| YOUR OBJECTIVE |
Write the next part of the write-up on ancient educational-attainment polygenic scores and archaeological stage, picking up after its final sentence.

| DOCUMENT SEGMENT |
----
At any given date, some populations were still living in relatively simple social worlds while others had already crossed into much more complex ones. And populations grouped into the same broad archaeological stage could be separated by very large spans of time. That mismatch is what makes the whole exercise possible. Once we exploit the fact that date and stage are misaligned, we can ask the real question: when educational-attainment polygenic scores rise through ancient time, are we just looking at chronology, or are we also looking at civilization?
The key identification fact is simple: archaeological stage and absolute date do not move in lockstep, as shown in Fig. 1.
Figure 1. Chronology and Civilization Stage Do Not Move in Lockstep

Brief Methods Note
This follow-up uses the AADR v66 2M panel. After excluding modern individuals, archaic and non-human samples, and groups lacking the variables needed for the model, the full ancient analysis set contains 12,221 individuals. The stricter metadata-only subset, in which archaeological periods come directly from metadata rather than heuristic assignment, contains 8,069 individuals. The main specification is a weighted mixed model with ancestry PCs, coverage, latitude, absolute date, and a random intercept for merged archaeological group (`Group_base`). The headline robustness checks focus on the metadata-only subset and on the <=12k BP window.
The focal trait is educational attainment because it is the best-powered available polygenic index for the broad cluster of abilities and dispositions that modern societies reward as human capital. Delay discounting was included for a different reason: as an exploratory proxy for the non-cognitive side of human capital, especially future orientation and willingness to defer immediate reward. Height was included as a comparison trait rather than a substantive target. If Height were flat while EA remained strongly structured, that would make the EA result easier to interpret as trait-specific rather than background structure.
----
| DATA FOR ANALYSIS |
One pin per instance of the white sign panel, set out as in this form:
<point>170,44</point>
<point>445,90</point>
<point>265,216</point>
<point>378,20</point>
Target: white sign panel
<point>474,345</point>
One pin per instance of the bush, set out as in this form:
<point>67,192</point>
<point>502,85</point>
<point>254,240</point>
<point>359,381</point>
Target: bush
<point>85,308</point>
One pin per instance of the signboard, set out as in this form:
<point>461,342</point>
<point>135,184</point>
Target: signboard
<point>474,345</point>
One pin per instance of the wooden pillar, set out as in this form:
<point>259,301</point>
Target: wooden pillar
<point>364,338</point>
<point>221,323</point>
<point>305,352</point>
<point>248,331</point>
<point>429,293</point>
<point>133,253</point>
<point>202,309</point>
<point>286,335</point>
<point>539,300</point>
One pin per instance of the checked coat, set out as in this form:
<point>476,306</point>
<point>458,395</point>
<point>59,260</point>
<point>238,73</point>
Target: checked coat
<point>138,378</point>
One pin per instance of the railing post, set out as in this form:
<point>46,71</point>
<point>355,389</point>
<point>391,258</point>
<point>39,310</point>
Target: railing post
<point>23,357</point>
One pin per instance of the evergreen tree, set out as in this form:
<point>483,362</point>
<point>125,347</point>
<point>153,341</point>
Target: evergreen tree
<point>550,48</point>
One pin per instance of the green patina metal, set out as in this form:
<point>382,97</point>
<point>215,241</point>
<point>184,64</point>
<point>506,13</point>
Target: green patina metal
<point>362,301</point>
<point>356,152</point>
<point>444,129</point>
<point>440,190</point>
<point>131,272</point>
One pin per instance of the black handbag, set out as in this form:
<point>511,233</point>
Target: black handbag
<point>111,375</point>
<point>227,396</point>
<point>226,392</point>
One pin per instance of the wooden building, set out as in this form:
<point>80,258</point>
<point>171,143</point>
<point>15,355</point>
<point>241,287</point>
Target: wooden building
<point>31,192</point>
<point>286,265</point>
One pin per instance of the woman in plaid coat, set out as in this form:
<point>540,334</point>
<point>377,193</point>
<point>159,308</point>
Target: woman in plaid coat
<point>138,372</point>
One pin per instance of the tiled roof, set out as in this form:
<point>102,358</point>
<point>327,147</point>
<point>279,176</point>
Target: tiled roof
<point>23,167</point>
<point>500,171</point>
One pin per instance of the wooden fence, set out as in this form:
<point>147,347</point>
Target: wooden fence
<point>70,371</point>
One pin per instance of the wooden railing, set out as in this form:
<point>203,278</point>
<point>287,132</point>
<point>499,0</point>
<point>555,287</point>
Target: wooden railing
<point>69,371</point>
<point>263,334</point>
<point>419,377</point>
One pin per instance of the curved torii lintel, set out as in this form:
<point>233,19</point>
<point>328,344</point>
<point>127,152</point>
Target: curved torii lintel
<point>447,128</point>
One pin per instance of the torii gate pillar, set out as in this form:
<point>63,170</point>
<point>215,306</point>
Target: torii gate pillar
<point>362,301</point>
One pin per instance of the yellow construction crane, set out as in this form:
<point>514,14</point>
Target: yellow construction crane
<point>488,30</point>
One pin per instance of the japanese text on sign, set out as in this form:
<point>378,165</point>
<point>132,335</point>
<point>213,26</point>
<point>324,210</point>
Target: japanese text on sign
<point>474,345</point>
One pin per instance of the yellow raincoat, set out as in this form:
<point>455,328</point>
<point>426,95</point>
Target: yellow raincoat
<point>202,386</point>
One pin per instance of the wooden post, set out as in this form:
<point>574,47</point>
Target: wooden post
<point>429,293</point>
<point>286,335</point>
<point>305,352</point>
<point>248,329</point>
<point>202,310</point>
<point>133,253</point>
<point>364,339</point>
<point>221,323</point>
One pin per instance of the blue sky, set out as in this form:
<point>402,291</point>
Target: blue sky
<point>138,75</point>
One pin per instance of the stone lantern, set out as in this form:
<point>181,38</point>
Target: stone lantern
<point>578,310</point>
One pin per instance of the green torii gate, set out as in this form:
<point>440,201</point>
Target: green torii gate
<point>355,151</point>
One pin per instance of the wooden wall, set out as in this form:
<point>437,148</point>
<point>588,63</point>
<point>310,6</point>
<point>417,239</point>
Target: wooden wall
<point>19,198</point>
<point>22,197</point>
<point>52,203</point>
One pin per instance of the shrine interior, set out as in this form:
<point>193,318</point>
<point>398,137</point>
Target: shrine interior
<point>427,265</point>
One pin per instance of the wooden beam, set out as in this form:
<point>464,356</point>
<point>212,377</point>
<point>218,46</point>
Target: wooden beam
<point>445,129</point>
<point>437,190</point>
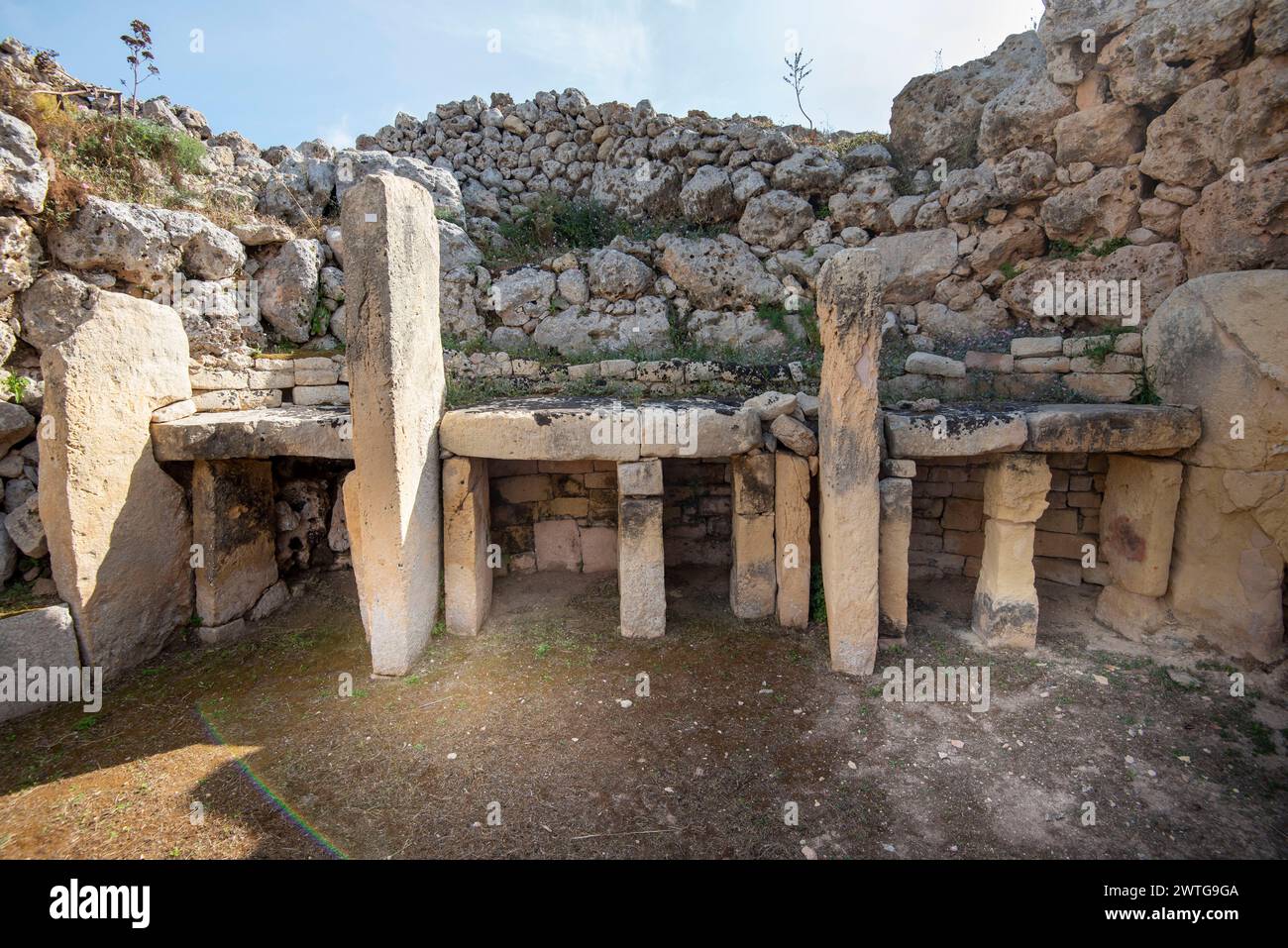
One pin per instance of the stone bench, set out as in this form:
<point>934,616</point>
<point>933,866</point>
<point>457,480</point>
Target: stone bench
<point>1141,489</point>
<point>261,433</point>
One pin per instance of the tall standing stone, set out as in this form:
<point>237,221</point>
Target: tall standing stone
<point>395,393</point>
<point>754,578</point>
<point>849,296</point>
<point>893,571</point>
<point>467,519</point>
<point>117,526</point>
<point>1006,595</point>
<point>640,556</point>
<point>232,520</point>
<point>791,535</point>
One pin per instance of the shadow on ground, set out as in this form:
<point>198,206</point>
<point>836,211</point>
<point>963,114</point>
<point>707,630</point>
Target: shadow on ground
<point>519,743</point>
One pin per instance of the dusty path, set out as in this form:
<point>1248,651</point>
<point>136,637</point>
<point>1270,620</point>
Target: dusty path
<point>527,725</point>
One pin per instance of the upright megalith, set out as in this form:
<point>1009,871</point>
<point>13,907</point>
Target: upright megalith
<point>849,298</point>
<point>1006,595</point>
<point>640,557</point>
<point>117,526</point>
<point>467,519</point>
<point>395,394</point>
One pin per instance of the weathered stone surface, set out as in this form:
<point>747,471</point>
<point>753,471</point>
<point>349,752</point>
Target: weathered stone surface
<point>795,434</point>
<point>639,478</point>
<point>1196,140</point>
<point>26,530</point>
<point>232,522</point>
<point>395,381</point>
<point>1137,519</point>
<point>1173,48</point>
<point>849,308</point>
<point>1237,226</point>
<point>939,115</point>
<point>954,433</point>
<point>649,191</point>
<point>20,256</point>
<point>640,567</point>
<point>708,196</point>
<point>1108,285</point>
<point>776,219</point>
<point>578,429</point>
<point>146,245</point>
<point>286,432</point>
<point>912,264</point>
<point>1228,574</point>
<point>40,639</point>
<point>119,526</point>
<point>717,273</point>
<point>353,166</point>
<point>1111,428</point>
<point>1017,487</point>
<point>1106,136</point>
<point>893,567</point>
<point>793,539</point>
<point>1006,601</point>
<point>1219,343</point>
<point>24,176</point>
<point>288,287</point>
<point>467,520</point>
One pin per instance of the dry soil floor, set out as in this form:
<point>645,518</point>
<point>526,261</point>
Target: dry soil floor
<point>520,743</point>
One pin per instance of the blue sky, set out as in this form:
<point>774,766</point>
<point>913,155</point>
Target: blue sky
<point>284,72</point>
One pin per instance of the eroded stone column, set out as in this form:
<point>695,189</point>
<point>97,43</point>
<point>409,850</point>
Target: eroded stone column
<point>791,536</point>
<point>395,393</point>
<point>893,567</point>
<point>849,317</point>
<point>754,578</point>
<point>117,526</point>
<point>233,523</point>
<point>640,557</point>
<point>1006,595</point>
<point>467,522</point>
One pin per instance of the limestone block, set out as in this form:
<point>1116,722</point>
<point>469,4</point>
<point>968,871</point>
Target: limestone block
<point>640,567</point>
<point>1016,487</point>
<point>467,528</point>
<point>793,537</point>
<point>117,526</point>
<point>893,566</point>
<point>42,639</point>
<point>849,298</point>
<point>1006,599</point>
<point>1228,574</point>
<point>395,386</point>
<point>640,478</point>
<point>1137,520</point>
<point>233,523</point>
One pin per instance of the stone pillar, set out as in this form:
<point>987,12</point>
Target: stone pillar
<point>754,579</point>
<point>467,522</point>
<point>233,522</point>
<point>640,557</point>
<point>893,567</point>
<point>1137,520</point>
<point>1006,595</point>
<point>117,526</point>
<point>791,536</point>
<point>395,393</point>
<point>849,317</point>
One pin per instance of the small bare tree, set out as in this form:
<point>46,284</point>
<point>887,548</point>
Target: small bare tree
<point>140,43</point>
<point>797,75</point>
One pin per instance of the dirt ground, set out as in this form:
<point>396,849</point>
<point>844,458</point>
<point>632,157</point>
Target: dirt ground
<point>520,743</point>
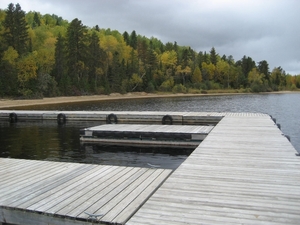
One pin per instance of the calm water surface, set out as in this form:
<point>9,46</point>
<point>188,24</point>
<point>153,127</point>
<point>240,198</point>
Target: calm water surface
<point>48,141</point>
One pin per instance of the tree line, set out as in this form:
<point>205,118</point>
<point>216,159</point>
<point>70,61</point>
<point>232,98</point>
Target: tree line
<point>45,55</point>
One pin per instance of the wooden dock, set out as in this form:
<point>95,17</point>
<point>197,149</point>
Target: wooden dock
<point>244,172</point>
<point>41,192</point>
<point>176,136</point>
<point>145,117</point>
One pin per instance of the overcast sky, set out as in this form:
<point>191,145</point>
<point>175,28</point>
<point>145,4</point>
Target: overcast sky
<point>262,29</point>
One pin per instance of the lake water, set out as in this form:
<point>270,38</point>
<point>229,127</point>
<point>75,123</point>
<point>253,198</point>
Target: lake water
<point>48,141</point>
----
| RESPONSE TO THE TASK |
Results
The first result is the one that motivated this entire line of inquiry: educational-attainment polygenic scores still rise through time in the new dataset. More recent ancient samples tend to have higher EA scores than older ones. That part of the story survives the larger AADR release, corrected labels, and score-specific weighting.
But the more important result is that chronology does not seem to exhaust the signal. The cleanest way to show that is to treat archaeological stage as an ordered outcome and ask whether higher EA scores predict assignment to later stages once absolute date, ancestry PCs, coverage, and latitude are controlled. In those ordered-probit models, the answer is yes. The association survives not just in the metadata-only subset, but also in the stricter metadata-plus-direct-date and metadata-plus-low-uncertainty subsets.
The main result is not simply that later samples score higher on EA. It is that, net of date and ancestry controls, higher EA scores are associated with later archaeological stage, and that relationship is more robust than the corresponding Height association in the stricter subsets.
The headline specification treats archaeological stage as an ordered outcome rather than a continuous score.
Table 1. Trait effects and Years BP controls across dating-quality subsets.

The real question is whether these results hold up once you start tightening the screws: stricter dating, metadata-only classifications, comparison traits, and alternative model specifications. That is where this either becomes interesting or falls apart.